__Work task__
Some of the lines below need repeating. Reproduce exactly those between the lines holding "x=453, y=27" and "pin the red and", inclusive.

__Data records__
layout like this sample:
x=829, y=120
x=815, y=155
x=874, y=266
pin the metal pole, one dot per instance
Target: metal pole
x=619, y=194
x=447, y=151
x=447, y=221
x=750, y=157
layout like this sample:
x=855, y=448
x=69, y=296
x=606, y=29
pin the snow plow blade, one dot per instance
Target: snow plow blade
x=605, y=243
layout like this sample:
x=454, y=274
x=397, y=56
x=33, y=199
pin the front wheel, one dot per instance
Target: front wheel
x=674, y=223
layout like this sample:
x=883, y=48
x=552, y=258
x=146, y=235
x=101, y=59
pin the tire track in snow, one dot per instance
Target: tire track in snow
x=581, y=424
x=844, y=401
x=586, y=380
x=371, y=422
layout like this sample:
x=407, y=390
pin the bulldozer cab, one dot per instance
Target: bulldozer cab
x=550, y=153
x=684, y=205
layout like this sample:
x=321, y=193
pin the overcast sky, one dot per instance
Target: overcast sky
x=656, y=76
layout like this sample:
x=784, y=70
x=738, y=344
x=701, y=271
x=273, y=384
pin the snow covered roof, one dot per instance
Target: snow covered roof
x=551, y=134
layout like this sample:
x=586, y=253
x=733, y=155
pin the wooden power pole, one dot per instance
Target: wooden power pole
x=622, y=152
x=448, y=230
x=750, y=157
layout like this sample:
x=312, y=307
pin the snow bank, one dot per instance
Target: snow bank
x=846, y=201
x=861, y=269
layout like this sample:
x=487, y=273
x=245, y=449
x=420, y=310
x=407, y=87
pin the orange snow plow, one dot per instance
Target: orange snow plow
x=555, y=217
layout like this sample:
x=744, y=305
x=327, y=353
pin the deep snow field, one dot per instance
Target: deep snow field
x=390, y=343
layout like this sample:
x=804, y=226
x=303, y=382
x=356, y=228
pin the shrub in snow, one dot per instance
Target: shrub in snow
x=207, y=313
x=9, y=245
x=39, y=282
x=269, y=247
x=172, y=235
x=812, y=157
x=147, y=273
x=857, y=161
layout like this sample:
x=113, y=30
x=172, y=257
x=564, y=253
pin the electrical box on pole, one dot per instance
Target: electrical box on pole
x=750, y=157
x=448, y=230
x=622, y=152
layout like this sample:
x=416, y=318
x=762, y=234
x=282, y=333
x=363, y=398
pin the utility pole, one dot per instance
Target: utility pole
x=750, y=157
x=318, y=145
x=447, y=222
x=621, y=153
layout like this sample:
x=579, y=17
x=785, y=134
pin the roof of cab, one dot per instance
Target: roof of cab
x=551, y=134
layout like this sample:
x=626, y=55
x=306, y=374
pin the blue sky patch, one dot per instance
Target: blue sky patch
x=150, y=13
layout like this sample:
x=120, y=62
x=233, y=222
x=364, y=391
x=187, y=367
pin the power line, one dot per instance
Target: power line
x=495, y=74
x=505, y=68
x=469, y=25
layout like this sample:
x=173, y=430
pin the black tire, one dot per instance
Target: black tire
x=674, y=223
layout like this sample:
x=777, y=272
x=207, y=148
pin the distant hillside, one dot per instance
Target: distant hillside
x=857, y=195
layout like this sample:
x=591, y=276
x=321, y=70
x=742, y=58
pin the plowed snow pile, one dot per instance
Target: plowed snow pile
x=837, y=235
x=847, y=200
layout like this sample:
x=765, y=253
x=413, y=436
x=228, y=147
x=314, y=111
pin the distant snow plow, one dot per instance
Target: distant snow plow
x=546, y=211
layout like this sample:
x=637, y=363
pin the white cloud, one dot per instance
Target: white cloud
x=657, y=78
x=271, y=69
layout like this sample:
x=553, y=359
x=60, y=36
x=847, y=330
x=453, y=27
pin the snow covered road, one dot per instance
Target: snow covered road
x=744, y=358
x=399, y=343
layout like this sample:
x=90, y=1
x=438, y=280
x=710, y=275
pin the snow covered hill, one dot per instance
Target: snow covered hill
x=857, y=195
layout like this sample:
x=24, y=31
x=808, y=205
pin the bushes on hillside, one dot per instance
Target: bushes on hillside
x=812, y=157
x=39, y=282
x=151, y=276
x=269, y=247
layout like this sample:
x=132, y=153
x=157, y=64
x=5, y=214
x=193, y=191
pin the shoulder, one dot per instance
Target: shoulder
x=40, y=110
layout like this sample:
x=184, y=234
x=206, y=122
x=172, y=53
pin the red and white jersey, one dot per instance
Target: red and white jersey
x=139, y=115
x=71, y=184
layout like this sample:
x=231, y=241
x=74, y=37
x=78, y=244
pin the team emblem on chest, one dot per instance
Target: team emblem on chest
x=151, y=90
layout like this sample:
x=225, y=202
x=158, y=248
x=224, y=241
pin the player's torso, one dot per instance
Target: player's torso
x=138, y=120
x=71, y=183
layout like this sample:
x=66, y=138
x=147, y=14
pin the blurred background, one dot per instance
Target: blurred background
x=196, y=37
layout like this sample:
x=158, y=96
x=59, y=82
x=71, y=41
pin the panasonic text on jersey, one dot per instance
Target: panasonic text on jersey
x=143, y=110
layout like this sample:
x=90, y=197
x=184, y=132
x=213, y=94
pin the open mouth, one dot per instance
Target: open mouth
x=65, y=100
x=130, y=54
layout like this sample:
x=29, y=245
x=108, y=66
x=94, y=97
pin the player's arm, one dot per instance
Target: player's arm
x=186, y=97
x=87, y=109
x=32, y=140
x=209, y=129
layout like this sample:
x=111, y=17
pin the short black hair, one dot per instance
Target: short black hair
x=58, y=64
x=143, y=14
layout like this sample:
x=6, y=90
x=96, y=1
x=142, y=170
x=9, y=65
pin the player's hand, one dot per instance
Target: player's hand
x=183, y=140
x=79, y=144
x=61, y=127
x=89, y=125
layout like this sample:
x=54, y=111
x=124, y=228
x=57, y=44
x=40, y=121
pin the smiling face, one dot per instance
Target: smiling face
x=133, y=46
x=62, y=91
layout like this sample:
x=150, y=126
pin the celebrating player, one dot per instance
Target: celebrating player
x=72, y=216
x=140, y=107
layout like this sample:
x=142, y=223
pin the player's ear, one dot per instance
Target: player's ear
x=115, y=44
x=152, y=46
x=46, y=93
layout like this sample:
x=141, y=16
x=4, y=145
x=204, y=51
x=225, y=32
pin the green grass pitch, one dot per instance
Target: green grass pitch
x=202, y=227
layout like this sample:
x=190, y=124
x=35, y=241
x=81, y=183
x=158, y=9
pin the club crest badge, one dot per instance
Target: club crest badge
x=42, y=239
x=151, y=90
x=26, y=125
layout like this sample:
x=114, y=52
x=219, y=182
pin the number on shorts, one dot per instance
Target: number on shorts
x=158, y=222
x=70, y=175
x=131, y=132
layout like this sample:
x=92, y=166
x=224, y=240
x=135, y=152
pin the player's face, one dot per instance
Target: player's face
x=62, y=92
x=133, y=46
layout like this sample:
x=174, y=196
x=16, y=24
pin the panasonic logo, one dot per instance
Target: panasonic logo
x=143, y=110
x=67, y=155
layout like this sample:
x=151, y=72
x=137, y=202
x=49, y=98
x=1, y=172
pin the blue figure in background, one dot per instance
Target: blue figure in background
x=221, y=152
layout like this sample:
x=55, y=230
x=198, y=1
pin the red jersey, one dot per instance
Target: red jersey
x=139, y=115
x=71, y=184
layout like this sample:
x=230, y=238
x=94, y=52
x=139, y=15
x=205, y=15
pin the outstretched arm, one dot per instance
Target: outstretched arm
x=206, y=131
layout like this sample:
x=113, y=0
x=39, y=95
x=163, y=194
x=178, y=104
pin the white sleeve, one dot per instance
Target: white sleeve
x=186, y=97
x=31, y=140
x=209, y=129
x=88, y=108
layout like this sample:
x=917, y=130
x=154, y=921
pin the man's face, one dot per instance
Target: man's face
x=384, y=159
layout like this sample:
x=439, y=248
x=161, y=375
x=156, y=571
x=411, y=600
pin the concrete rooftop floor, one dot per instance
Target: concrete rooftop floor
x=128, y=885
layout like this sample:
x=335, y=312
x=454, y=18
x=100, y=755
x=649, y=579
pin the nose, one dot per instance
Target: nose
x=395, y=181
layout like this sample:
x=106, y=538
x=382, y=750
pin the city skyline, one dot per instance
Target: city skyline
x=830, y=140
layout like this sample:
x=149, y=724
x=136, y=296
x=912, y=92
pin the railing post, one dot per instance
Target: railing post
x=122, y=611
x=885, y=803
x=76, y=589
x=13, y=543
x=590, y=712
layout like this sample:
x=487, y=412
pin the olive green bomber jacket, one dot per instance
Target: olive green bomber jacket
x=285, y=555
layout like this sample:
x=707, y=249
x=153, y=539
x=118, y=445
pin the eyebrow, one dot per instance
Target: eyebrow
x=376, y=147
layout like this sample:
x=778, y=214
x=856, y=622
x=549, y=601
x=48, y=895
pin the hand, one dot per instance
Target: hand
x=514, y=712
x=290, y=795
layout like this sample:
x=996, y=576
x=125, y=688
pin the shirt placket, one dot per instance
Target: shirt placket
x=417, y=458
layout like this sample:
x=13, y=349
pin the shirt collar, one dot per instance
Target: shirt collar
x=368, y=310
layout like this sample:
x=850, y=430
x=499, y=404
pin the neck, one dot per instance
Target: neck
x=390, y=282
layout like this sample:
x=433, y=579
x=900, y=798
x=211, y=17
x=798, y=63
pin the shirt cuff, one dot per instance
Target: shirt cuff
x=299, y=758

__Exercise result__
x=453, y=27
pin the snow covered road, one dot per instance
Target: snow covered road
x=744, y=358
x=399, y=343
layout like this sample:
x=90, y=1
x=438, y=280
x=710, y=275
pin the snow covered hill, one dot per instance
Target: snow covered hill
x=857, y=195
layout like this sample:
x=24, y=31
x=808, y=205
pin the bushes on hillside, one dot per instance
Target: bushes on hillside
x=812, y=157
x=39, y=282
x=151, y=276
x=269, y=247
layout like this sample:
x=132, y=153
x=157, y=64
x=5, y=214
x=193, y=191
pin the shoulder, one dot per instance
Target: shoulder
x=40, y=110
layout like this sample:
x=184, y=234
x=206, y=122
x=172, y=53
pin the red and white jersey, one dot per instance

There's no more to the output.